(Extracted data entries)

########

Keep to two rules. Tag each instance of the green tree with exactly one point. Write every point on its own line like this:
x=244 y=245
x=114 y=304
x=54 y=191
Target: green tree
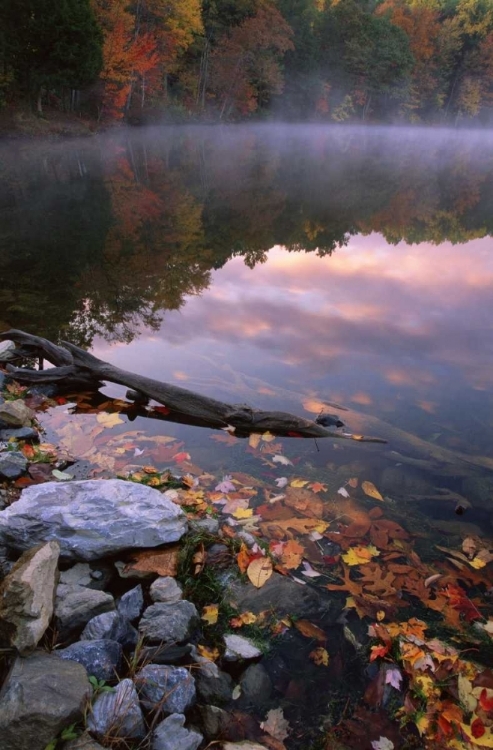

########

What you are asked to do →
Rewrite every line of the items above as a numbered list, skipping any blank lines and leaving out the pictures.

Task solution →
1. Keep to two rules. Tag each instance of the green tree with exactly one point. Write every point on its own line like this:
2. x=244 y=245
3. x=114 y=304
4. x=54 y=191
5. Target: green tree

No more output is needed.